Task to carry out -> Count the lines in the entries below that contain the string "query", treating uppercase and lowercase letters as different. Reply with the number alone.

Stored data ->

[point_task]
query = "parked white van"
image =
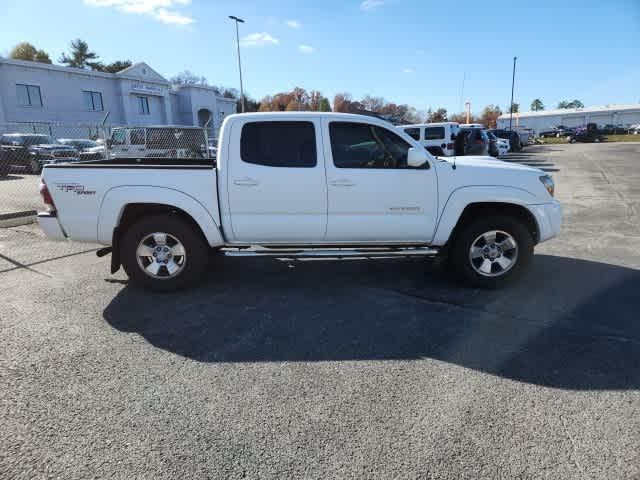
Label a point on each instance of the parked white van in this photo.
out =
...
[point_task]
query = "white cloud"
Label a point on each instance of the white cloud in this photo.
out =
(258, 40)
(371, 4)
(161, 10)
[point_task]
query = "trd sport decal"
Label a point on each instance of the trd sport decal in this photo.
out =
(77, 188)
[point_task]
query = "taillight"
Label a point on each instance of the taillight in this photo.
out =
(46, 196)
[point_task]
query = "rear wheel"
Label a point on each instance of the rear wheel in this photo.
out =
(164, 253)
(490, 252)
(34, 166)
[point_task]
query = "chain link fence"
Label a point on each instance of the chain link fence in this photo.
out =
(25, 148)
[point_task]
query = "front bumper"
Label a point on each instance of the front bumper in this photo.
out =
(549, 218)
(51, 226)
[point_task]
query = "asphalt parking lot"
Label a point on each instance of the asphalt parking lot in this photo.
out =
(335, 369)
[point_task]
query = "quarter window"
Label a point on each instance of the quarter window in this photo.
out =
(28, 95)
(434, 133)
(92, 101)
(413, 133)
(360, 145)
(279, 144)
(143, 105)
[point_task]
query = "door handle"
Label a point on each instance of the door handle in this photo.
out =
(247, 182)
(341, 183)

Result below -> 10